READING PASSAGE –
= = = = =

James Myers, Al Geist, Jens Schwidder, Tara Talbott, Mike Peterson, Alan Chappell, Carina Lansing
During the last quarter, the SAM team focused on delivering key enhancements to SAM including
Complementing this work were a large number of community interactions at major conferences and workshops including the DOE Data Management Workshop Series and continuing progress in Java and Grid related standardization efforts. SAM-related presentations were given at the Global Grid Forum and the Challenges of Large Applications in Distributed Environments (CLADE) Workshop.
Semantic Grid: Work is continuing on the detailed design of SAM's Semantic Services (SS) layer and Semantic Grid concepts. Several initial capabilities have been developed and are being evolved to help elicit requirements while design work proceeds towards a more comprehensive mechanism. The RDF pedigree/provenance property, which includes reified information concerning the software used to generate derived data, has been ported to the SAM 2.0 framework (based on Jakarta Slide 2.0). Implementation has begun on a semantic search capability accessible via WebDAV's Distributed Searching and Locating (DASL) search mechanism based in-part on the requirements identified in the JSR 170 standardization effort. It is anticipated that the CMCS project will begin using this capability to provide flexible provenance-based queries in the next quarter. At the conceptual level, the work in this area is feeding into activities such as the DOE Data Management Workshop series, the GGF Semantic Grid Research Group, and proposal development.
Data Format Description Language (DFDL):Work is continuing to design a standard for a language that can describe the content of arbitrary data files. The Grid Forum DFDL working group is very active and is currently developing an XML Schema-related syntax for the DFDL language. Examples forming a set of 'unit tests' and 'integration tests' are in development and will drive the specification. The SAM team is very involved in crafting the standard and is contributed significant concepts that derive from the developed of the BFD language and its extensions within the SAM project. As the language nears standardization, the SAM team will be investigating design options for building a DFDL parser. Interest in DFDL is growing - as a technology for persistent archiving of arbitrary data, and as a grid data virtualization mechanism.
Java Content Repository (JSR 170) Standard: The JSR 170 specification has now passed through public review and is nearing a proposed final draft. The SAM team is participating in the design of the specification and evaluating it as a potential data grid integration mechanism. To prepare for such use, the SAM team is continuing to investigate the changes that will be necessary to migrate SAM MMS and notebook functionality to the JSR 170 reference implementation being developed within the Jakarta Slide project (as a potential Slide 3.0 interface on the client and server sides). While volatility in the specification has limited progress in moving towards implementation, the JSR 170 specification is expected to move quickly towards a final version over the next few months.
SAM Notebook Services Layer: Building on work to refactor the transitional ELN notebook support within SAM to create a high-level notebook services API, ORNL will take the lead in migrating the DOE2000 eNote notebook to use SAM services. This work will involve generalization of the existing notebook service layer which will provide a migration path for eNote users and will be leveraged in the development of web-based SAM annotation and notebook interfaces.
SAM 1.2 Release:SAM 1.2 has been released to support the immediate needs of collaborating projects. It includes minor bug fixes, support for multi-step metadata generation and data transformation mechanisms that may include BFD, web service, and/or XSLT steps, and a new ServletFilter-based security mechanism that simplifies integration with third party authentication services and use of SAM 1.1 on non-Tomcat application servers. SAM 1.2 is anticipated to be the last 1.x release.

= = = = =

EXERCISE 1 – Translate this sentence from the SAM progress report into Spanish: "SAM 1.2 is anticipated to be the last 1.x release."
EXERCISE 2 –
For each statement, decide whether it agrees with the SAM progress report. Answer yes or no and quote the words of the report that settle it.
(a) The JSR 170 specification has passed through public review.
(b) The Grid Forum DFDL working group is developing a JSON-based syntax for the language.
(c) Further 1.x releases are expected after SAM 1.2.
EXERCISE 3 – Rewrite the stretch of the SAM progress report from "SAM Notebook Services" through "and notebook interfaces.", with "the SAM team" in place of "ORNL".

= = = = =

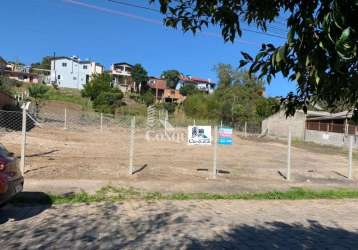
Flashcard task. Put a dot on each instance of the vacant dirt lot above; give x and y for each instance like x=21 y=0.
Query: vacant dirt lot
x=88 y=154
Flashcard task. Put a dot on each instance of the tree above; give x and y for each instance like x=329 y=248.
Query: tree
x=99 y=83
x=239 y=101
x=320 y=52
x=44 y=64
x=148 y=98
x=38 y=93
x=140 y=77
x=188 y=89
x=172 y=76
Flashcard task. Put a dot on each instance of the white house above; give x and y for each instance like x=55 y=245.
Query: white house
x=121 y=74
x=71 y=72
x=204 y=85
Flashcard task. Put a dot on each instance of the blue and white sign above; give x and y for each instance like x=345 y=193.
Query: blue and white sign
x=199 y=135
x=225 y=136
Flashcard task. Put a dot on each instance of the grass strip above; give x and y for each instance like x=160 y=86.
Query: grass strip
x=114 y=194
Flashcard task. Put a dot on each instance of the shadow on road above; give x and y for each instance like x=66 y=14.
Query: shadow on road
x=279 y=235
x=24 y=206
x=113 y=226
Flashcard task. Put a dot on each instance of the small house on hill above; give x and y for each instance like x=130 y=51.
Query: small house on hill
x=6 y=100
x=315 y=126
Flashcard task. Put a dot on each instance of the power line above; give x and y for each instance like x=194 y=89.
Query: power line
x=134 y=5
x=141 y=18
x=157 y=11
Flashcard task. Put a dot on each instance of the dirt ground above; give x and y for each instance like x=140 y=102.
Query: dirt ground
x=172 y=166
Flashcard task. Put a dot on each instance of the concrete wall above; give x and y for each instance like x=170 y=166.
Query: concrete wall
x=73 y=74
x=330 y=138
x=277 y=125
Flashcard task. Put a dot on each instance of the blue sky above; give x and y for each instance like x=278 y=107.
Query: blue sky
x=108 y=32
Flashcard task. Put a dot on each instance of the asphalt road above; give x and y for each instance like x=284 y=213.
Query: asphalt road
x=318 y=224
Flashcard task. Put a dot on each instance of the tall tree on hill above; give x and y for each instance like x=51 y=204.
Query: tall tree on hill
x=320 y=52
x=140 y=78
x=172 y=76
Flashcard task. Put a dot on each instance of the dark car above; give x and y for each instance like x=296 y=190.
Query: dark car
x=11 y=179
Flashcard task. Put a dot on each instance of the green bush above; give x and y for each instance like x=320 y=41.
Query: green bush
x=107 y=102
x=170 y=107
x=196 y=106
x=99 y=84
x=148 y=98
x=136 y=109
x=38 y=91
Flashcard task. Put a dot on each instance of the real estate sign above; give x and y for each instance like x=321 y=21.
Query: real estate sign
x=225 y=136
x=199 y=135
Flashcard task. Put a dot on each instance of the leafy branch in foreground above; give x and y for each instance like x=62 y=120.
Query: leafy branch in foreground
x=320 y=52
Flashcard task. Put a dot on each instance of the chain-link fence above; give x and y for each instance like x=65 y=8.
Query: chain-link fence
x=67 y=143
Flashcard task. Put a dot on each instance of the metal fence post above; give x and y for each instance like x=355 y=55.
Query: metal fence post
x=131 y=146
x=165 y=126
x=23 y=137
x=215 y=151
x=245 y=129
x=65 y=120
x=101 y=122
x=350 y=156
x=288 y=177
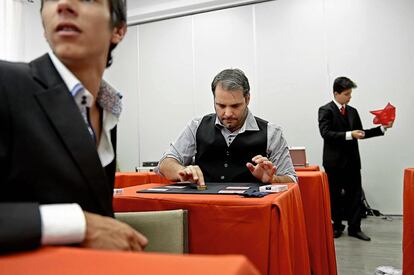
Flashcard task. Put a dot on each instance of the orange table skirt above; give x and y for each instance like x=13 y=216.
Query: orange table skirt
x=408 y=222
x=269 y=231
x=69 y=261
x=316 y=204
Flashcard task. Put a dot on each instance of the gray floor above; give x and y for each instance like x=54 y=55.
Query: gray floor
x=354 y=256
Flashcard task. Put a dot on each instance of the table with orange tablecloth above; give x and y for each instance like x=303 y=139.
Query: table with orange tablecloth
x=66 y=260
x=307 y=168
x=408 y=222
x=270 y=231
x=316 y=204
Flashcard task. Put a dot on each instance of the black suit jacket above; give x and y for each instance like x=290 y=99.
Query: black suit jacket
x=338 y=152
x=46 y=152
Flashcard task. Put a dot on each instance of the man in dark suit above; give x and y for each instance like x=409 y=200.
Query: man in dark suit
x=341 y=127
x=58 y=134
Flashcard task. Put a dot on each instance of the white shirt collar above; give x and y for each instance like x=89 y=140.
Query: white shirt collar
x=109 y=100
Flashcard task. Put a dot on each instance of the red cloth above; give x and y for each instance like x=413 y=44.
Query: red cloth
x=316 y=204
x=384 y=116
x=307 y=168
x=408 y=222
x=269 y=231
x=69 y=261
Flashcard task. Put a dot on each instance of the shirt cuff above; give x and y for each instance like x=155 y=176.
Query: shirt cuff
x=62 y=224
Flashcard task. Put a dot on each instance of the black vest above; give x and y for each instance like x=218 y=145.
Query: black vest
x=221 y=163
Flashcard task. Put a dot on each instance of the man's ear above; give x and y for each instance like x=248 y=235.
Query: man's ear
x=118 y=33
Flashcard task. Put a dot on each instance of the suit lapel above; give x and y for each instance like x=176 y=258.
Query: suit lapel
x=64 y=115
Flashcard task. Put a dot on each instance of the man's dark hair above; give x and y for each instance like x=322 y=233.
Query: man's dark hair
x=343 y=83
x=231 y=80
x=118 y=18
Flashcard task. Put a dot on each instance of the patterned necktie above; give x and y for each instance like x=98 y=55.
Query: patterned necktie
x=342 y=110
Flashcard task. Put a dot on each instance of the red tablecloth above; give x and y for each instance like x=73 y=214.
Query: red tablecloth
x=408 y=222
x=316 y=204
x=270 y=231
x=69 y=261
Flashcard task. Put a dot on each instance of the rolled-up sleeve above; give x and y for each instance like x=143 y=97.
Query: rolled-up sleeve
x=278 y=152
x=184 y=148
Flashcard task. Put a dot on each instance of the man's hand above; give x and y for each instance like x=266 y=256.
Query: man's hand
x=191 y=173
x=358 y=134
x=264 y=170
x=108 y=233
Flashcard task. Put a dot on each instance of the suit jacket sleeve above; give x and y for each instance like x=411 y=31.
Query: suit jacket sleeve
x=20 y=226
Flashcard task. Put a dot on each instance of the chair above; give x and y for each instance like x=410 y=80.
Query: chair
x=166 y=231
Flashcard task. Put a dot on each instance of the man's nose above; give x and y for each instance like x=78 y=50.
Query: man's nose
x=66 y=7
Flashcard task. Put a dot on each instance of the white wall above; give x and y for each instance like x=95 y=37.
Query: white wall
x=291 y=51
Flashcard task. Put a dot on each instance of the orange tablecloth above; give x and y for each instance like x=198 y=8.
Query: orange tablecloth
x=270 y=231
x=408 y=222
x=65 y=260
x=316 y=204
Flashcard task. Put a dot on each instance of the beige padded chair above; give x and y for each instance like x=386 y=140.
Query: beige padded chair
x=166 y=231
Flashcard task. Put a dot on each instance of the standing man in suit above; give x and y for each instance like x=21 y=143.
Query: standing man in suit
x=340 y=127
x=58 y=134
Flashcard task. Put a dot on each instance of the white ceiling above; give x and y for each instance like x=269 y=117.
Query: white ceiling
x=142 y=11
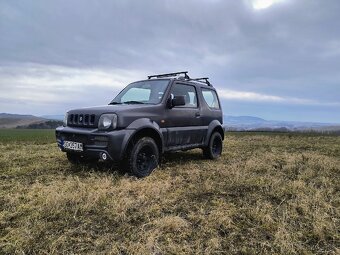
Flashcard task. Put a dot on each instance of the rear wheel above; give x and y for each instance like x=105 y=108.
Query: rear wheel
x=143 y=157
x=214 y=148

= = = = =

WORKED SOLUTION 1 – Se prevé que SAM 1.2 sea la última versión 1.x.

WORKED SOLUTION 2 –
(a) Yes: "The JSR 170 specification has now passed through public review"
(b) No: "is currently developing an XML Schema-related syntax for the DFDL language"
(c) No: "SAM 1.2 is anticipated to be the last 1.x release."

WORKED SOLUTION 3 –
SAM Notebook Services Layer: Building on work to refactor the transitional ELN notebook support within SAM to create a high-level notebook services API, the SAM team will take the lead in migrating the DOE2000 eNote notebook to use SAM services. This work will involve generalization of the existing notebook service layer which will provide a migration path for eNote users and will be leveraged in the development of web-based SAM annotation and notebook interfaces.